Current study system. Driving across the most mountainous and driest state in the U.S., Nevada, you will explore beautiful semi-arid woodlands that dominate the landscape up to the alpine-treeline ecotone. Singleleaf pinyon pine (Pinus monophylla) is a foundational tree species in semi-arid woodlands of the Great Basin and upper-montane environments of the Mojave Desert. Across its wide range, you will see it growing next to giant Joshua trees at the lowest elevations, all the way to establishing the understory of Ponderosa pine and White fir at higher elevations. It is the most xeric pine in the U.S., slow-growing and long-lived (>800 years), with a scrubby, rugged stature. Producing pine nuts, its legacy as the most culturally important plant for the local Indigenous people of the area, as well as a dominant food source for many animals, makes it an important species to research.

Left: Large singleleaf pinyon at the lower site in the San Bernardino Mountains, California. Right: Expanse of singleleaf pinyon pine in the Pine Nut Mountains near Carson City, Nevada.

Recent JBI paper. Vasey, G. L., Weisberg, P. J., & Urza, A. K. (2022). Intraspecific trait variation in a dryland tree species corresponds to regional climate gradients. Journal of Biogeography, 49(12), 2309­-2320. DOI: https://doi.org/10.1111/jbi.14515

Motivation behind this paper. Tree species worldwide are experiencing drought-induced mortality as temperatures steadily rise. A recent drought from 2013–2015 caused eightfold dieback of singleleaf pinyon pine in the central region of the Great Basin, motivating the co-authors P.J. Weisberg and A.K. Urza to apply for funding to better understand the species’ functional limitations and adaptive capacity. Many long-lived species rely on their intraspecific trait variation to manage climate change pressures; however, knowledge of this species was limited. As a foundational tree species in dryland woodlands, large-scale mortality would dramatically alter community assembly and threaten the ecosystem. This paper aims to investigate how much functional trait variation exists within the species’ distribution, and whether it may be enough to withstand future environmental conditions.

Key methodologies. In this research, we obtained samples across singleleaf pinyon pine’s geographic range, both latitudinal and elevational, encompassing local and broad-scale gradients of climate and soil characteristics. At each of the 23 sites, six climate variables were obtained that related to important life-history trade-offs related to drought stress. We measured nine morphological traits, both reproductive and vegetative, for each tree (N = 137). These data, in conjunction with the environmental variables, evaluated (1) how trait variation was partitioned across ecological scale, and (2) the relationship between traits and broad-scale environmental gradients across its range. We also looked at interannual variability for needle size across three growth years compared to annual weather data from 2016–2018 to measure phenotypic plasticity. One of the more novel approaches to this data analysis was using two-block partial least squares analysis (2B-PLS), a newer ordination method to evaluate maximum covariance between two matrices (in this case, traits, and environmental variables). After trying other methods, I found this one to be the most visually interpretable and highly recommend it.

Upper Left: Field helper, Paul Burow, harvesting pine cones from the upper ⅔ of canopy at Mount Irish, Nevada. Lower Left: PPE to manage sticky pine cones when measuring cone length. Right: Research Technician, Erica Sutherland, helping measure cone traits.

###

* Objectives
1 > According to the singleleaf pinyon pine article, how many morphological traits were measured for each tree?
2 > Carry the singleleaf pinyon pine article forward from its final line with the next section.

* Dataset content
###

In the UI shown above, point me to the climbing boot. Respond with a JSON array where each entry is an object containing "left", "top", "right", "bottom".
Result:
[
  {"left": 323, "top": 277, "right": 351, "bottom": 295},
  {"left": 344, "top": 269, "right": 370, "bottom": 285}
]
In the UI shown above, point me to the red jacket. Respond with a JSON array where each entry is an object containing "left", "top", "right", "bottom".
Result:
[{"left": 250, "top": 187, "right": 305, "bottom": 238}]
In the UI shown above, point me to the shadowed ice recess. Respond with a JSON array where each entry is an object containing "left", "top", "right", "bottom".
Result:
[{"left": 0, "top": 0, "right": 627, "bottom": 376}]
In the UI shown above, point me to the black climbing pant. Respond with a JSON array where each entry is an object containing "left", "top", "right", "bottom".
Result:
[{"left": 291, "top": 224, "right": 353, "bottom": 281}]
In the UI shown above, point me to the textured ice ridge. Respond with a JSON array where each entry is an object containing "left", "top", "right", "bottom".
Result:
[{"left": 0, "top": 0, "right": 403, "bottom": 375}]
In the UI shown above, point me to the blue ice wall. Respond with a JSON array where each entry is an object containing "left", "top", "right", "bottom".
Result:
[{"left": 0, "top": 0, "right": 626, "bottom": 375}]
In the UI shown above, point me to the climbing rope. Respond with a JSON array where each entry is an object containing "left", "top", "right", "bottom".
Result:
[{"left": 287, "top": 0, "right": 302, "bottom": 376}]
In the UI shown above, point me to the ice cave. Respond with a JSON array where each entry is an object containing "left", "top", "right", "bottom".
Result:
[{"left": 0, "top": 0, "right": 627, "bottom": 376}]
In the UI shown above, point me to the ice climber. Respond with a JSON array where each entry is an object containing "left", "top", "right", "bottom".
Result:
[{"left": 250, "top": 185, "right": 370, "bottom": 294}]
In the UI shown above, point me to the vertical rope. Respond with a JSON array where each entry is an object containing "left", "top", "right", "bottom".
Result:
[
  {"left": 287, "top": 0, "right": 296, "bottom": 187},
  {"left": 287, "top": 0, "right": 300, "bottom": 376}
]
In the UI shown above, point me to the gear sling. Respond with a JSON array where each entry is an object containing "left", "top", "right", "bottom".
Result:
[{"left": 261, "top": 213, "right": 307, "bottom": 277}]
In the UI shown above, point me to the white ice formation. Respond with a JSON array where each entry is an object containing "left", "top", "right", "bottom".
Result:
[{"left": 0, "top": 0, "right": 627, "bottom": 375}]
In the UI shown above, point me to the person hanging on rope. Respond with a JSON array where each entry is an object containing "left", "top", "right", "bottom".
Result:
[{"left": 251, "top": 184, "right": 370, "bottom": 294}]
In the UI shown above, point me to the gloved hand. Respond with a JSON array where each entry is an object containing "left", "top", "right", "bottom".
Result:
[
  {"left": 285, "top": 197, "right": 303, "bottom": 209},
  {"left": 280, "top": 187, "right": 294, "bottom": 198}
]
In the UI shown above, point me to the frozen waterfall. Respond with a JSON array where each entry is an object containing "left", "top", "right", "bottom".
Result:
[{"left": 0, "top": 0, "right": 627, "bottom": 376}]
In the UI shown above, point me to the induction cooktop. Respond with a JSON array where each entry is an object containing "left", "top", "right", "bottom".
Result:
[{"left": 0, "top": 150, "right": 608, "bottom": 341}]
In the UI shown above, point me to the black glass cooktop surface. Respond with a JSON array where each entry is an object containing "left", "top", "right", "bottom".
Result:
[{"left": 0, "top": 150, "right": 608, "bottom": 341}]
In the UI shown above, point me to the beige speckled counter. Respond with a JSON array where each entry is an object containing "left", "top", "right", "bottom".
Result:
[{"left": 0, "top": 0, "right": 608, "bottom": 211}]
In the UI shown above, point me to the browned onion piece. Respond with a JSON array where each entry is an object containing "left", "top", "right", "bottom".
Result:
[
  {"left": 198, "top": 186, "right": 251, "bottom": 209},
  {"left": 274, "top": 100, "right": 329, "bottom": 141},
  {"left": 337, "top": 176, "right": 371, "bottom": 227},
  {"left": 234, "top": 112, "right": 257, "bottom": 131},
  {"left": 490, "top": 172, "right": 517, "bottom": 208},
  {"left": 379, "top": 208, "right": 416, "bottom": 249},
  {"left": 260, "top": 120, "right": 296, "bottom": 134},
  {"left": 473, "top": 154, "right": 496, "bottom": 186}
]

###

* In response
1 > Nine, both reproductive and vegetative.

2 >
Unexpected challenges. As a mast seeding tree species, seed production varies greatly from year to year. We were lucky that 2019 was a good year for sampling singleleaf pinyon pine. While you can clearly observe on Google Earth that the tree is located in a particular area, it’s not until you arrive 10+ hours later at your destination that you officially find out if it’s actively reproducing. Additionally, the window of time that the cones are ripe but haven’t completely opened is short. Trying to harvest enough cones before animals predate them was a race, to say the least. We managed to overcome these obstacles by putting in long days and working systematically. At the greenhouse, I also couldn’t have measured ~25,000 measurements (i.e., nine traits measured multiple times according to their sample size) without the help of two amazing research technicians. These kinds of projects aren’t possible without an enthusiastic and dedicated team!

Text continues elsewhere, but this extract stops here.